-- Data section follows --

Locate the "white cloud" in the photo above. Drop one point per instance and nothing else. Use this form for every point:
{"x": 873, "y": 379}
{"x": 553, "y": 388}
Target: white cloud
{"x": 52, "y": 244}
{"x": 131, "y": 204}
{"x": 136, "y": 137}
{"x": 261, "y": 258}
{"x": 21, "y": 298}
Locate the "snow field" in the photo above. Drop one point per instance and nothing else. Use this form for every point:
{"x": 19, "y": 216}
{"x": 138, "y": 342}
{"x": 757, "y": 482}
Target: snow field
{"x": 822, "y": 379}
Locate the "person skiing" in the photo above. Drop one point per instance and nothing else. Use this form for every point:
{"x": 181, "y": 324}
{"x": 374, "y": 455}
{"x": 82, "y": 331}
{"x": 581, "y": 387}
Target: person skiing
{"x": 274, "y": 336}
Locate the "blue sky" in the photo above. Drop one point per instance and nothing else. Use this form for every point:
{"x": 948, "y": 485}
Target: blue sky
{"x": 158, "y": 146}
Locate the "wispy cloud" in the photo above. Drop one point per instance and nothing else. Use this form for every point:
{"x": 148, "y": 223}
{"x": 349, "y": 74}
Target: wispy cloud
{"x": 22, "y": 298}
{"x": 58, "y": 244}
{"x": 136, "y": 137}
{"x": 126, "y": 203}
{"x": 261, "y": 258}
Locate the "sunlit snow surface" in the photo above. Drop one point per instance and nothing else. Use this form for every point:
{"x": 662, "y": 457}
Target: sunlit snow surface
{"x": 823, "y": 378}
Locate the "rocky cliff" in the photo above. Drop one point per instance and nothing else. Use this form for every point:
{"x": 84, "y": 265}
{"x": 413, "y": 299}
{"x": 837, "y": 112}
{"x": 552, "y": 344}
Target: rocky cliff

-- Data section concluded --

_Problem details_
Every entry should be restated word for word.

_Solution_
Locate the "white cloud" in the photo above. Drop one point per instance and nothing else. Use this form for every point:
{"x": 873, "y": 379}
{"x": 553, "y": 388}
Target: white cloud
{"x": 52, "y": 244}
{"x": 131, "y": 204}
{"x": 136, "y": 137}
{"x": 261, "y": 258}
{"x": 21, "y": 298}
Locate the "snow field" in the photo above. Drop one point per instance and nothing else. Use this form for every point:
{"x": 19, "y": 216}
{"x": 138, "y": 342}
{"x": 757, "y": 482}
Target: snow field
{"x": 822, "y": 379}
Locate the "person skiing" in the photo above. Drop one point per instance and nothing else. Use this form for every point:
{"x": 181, "y": 324}
{"x": 374, "y": 455}
{"x": 82, "y": 331}
{"x": 581, "y": 387}
Target: person skiing
{"x": 274, "y": 336}
Locate the "blue sky" in the photo above. Drop one point per instance and nothing else. Use this form for every point:
{"x": 948, "y": 485}
Target: blue sky
{"x": 158, "y": 146}
Locate the "wispy cloud" in the photo above. Drop one point per instance and nothing else. Use this form for every point:
{"x": 148, "y": 223}
{"x": 349, "y": 74}
Target: wispy cloud
{"x": 22, "y": 298}
{"x": 58, "y": 244}
{"x": 136, "y": 137}
{"x": 126, "y": 203}
{"x": 261, "y": 258}
Locate the "sunlit snow surface" in the photo above. Drop one point per instance and nothing else. Use this form for every point:
{"x": 662, "y": 457}
Target: sunlit snow surface
{"x": 823, "y": 378}
Locate the "rocky cliff" in the photo above. Drop one point per instance and nothing else. Use this form for every point:
{"x": 84, "y": 265}
{"x": 413, "y": 299}
{"x": 837, "y": 112}
{"x": 552, "y": 344}
Target: rocky cliff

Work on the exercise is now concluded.